▸ **Stated goal a**
Return each line of the entries below that contains the string "located". Matching is case-sensitive.

--- start Document section ---

Ready for Spring?

There are several things we can all do to get ready for spring besides placing seed and seedling orders.

Planning ahead is an excellent way to get the results you want and be kind to your pocket book. You can start by working with an expert. You can locate you local Missouri Department of Conservation (MDC) agent here: or Natural Resource Conservation Service (NRCS) agent here: These private land management agents will make free visits to your property, help you assess what you have and want to do. They may help with seed mixes and cost share funding for native pollinator food plots.

A honey bee on a New England Aster

If you already have a plan, you will need a soil test. Soil tests are $15 available through your local University of Missouri Extension Service. Or most likely, your closest Sur-Gro or local fertilizer store will submit the samples and cover the costs for you. Even if, like me, you primarily grow rocks, a soil test will tell you what kind of soil you have and recommend how to amend it for what you want to grow. This step will save you a lot of money and frustration, and it will help you better match what you plant to your existing conditions.

--- end Document section ---

▸ **Stated goal b**
Reproduce the spring-preparation text above verbatim, everything from "If you already" down to "your existing conditions.".

--- start The data ---

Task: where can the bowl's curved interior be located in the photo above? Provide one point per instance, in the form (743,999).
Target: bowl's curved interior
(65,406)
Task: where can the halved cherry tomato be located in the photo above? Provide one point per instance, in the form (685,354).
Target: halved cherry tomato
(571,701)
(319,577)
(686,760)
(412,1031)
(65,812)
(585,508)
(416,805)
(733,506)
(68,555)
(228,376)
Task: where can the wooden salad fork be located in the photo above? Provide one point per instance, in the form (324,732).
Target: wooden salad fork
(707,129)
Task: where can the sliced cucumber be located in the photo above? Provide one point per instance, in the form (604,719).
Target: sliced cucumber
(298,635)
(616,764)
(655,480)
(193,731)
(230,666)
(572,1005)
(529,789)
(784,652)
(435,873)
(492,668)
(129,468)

--- end The data ---

▸ **Expected answer a**
Task: where can the bowl's curved interior be located in the photo above? Provide one point per instance, in the form (743,999).
Task: where can the halved cherry tomato be located in the photo above? Provide one point per instance, in the form (685,354).
Task: where can the wooden salad fork be located in the photo above? Provide one point per instance, in the form (324,732).
Task: where can the sliced cucumber be located in the photo above? Provide one point per instance, in the form (604,719).

▸ **Expected answer b**
If you already have a plan, you will need a soil test. Soil tests are $15 available through your local University of Missouri Extension Service. Or most likely, your closest Sur-Gro or local fertilizer store will submit the samples and cover the costs for you. Even if, like me, you primarily grow rocks, a soil test will tell you what kind of soil you have and recommend how to amend it for what you want to grow. This step will save you a lot of money and frustration, and it will help you better match what you plant to your existing conditions.